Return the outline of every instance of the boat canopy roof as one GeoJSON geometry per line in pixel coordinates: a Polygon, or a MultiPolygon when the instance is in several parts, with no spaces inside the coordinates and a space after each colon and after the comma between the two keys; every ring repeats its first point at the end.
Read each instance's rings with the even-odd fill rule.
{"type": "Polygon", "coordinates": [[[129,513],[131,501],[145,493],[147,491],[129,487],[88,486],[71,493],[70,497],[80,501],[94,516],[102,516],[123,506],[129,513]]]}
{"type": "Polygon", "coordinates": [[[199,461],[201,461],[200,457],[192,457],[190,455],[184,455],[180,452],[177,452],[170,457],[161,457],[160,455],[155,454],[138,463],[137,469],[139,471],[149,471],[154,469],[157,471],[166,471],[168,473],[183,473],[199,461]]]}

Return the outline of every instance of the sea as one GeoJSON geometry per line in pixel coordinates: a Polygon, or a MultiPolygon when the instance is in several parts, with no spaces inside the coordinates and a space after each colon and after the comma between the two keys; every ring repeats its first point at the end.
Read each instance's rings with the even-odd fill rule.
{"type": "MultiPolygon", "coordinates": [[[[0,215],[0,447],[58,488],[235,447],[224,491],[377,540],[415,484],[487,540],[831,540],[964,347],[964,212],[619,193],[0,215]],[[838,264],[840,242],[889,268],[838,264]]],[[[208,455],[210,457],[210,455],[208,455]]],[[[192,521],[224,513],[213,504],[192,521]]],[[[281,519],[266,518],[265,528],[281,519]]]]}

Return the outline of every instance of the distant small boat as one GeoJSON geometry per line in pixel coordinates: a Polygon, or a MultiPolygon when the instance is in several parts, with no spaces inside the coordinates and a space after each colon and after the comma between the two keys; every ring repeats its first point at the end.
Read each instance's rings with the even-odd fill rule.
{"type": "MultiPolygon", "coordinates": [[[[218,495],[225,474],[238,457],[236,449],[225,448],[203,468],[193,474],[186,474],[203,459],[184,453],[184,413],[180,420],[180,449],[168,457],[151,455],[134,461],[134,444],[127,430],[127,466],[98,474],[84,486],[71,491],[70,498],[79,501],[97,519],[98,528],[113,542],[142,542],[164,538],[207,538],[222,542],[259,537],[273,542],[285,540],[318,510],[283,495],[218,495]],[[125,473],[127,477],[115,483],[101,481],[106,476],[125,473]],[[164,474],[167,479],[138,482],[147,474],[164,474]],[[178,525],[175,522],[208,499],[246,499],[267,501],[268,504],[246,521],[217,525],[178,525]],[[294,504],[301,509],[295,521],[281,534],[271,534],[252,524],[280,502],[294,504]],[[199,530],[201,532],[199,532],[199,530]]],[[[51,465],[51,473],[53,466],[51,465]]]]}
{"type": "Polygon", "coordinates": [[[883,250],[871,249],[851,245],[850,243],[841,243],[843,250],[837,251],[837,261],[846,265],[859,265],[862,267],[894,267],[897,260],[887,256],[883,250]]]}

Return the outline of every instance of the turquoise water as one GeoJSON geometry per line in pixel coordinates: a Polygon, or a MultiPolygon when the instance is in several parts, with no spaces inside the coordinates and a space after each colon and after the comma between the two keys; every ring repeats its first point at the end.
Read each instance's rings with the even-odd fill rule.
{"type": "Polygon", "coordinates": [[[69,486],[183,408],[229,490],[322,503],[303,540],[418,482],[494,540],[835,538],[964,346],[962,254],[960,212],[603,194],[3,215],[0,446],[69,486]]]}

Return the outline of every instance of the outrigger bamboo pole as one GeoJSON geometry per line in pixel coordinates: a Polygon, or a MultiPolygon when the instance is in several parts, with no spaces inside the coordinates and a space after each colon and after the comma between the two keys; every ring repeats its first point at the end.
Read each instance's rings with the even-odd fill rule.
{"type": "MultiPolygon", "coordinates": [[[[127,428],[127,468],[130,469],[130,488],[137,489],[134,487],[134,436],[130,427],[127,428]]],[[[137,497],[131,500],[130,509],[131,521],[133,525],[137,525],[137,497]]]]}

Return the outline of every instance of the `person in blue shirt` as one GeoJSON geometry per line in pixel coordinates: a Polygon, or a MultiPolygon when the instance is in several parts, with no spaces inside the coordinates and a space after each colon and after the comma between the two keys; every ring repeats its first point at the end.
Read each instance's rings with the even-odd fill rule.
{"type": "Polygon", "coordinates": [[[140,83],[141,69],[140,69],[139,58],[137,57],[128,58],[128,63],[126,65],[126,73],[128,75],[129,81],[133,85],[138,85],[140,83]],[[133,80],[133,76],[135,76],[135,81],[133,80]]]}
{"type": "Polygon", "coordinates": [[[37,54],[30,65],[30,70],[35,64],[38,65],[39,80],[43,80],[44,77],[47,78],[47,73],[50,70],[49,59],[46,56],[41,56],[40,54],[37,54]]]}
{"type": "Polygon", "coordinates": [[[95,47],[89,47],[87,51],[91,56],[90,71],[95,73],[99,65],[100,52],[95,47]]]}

○ ○ ○ ○

#### Exercise objective:
Make an exact copy of every line from the one with "Return the outline of every instance of the turquoise" to the end of the data, with the first and last of those lines included.

#### Complete response:
Return the outline of every instance of the turquoise water as one GeoJSON geometry per line in pixel coordinates: a Polygon, or a MultiPolygon when the instance is in several parts, with no spaces inside the coordinates and a space after each colon and after the comma between the two keys; every ring repeats its first point at the end.
Read each instance's rings with the even-odd fill rule.
{"type": "Polygon", "coordinates": [[[69,486],[183,408],[229,490],[322,503],[303,540],[418,482],[494,540],[835,538],[964,346],[962,254],[960,212],[603,194],[3,215],[0,446],[69,486]]]}

Return the outline of every instance of the outrigger bamboo pole as one GeoJSON geometry per line in pixel coordinates: a Polygon, or a MultiPolygon when the instance is in several parts, with no spaces inside the coordinates and a space after each colon and after the comma between the two keys; every ring repeats its first point at the end.
Read each instance's rings with the even-odd fill rule.
{"type": "MultiPolygon", "coordinates": [[[[127,428],[127,468],[130,469],[130,488],[137,489],[134,487],[134,436],[130,427],[127,428]]],[[[137,497],[131,500],[130,509],[131,521],[133,525],[137,525],[137,497]]]]}

Return the outline of every instance of the `person in blue shirt` as one GeoJSON geometry per line in pixel coordinates: a Polygon, or a MultiPolygon when the instance is in several parts, with no spaces inside the coordinates and a space after each colon and after the comma between the two keys; every ring repeats its first point at the end.
Read each instance's rings with the even-odd fill rule.
{"type": "Polygon", "coordinates": [[[140,83],[141,69],[140,69],[139,58],[137,57],[128,58],[128,63],[126,65],[126,73],[128,75],[129,81],[133,85],[138,85],[140,83]],[[133,80],[133,76],[135,76],[135,81],[133,80]]]}
{"type": "Polygon", "coordinates": [[[37,54],[30,65],[30,70],[35,64],[38,65],[39,80],[43,80],[44,77],[47,78],[47,73],[50,70],[49,59],[46,56],[41,56],[40,54],[37,54]]]}
{"type": "Polygon", "coordinates": [[[95,47],[89,47],[87,51],[91,56],[90,71],[95,73],[99,65],[100,52],[95,47]]]}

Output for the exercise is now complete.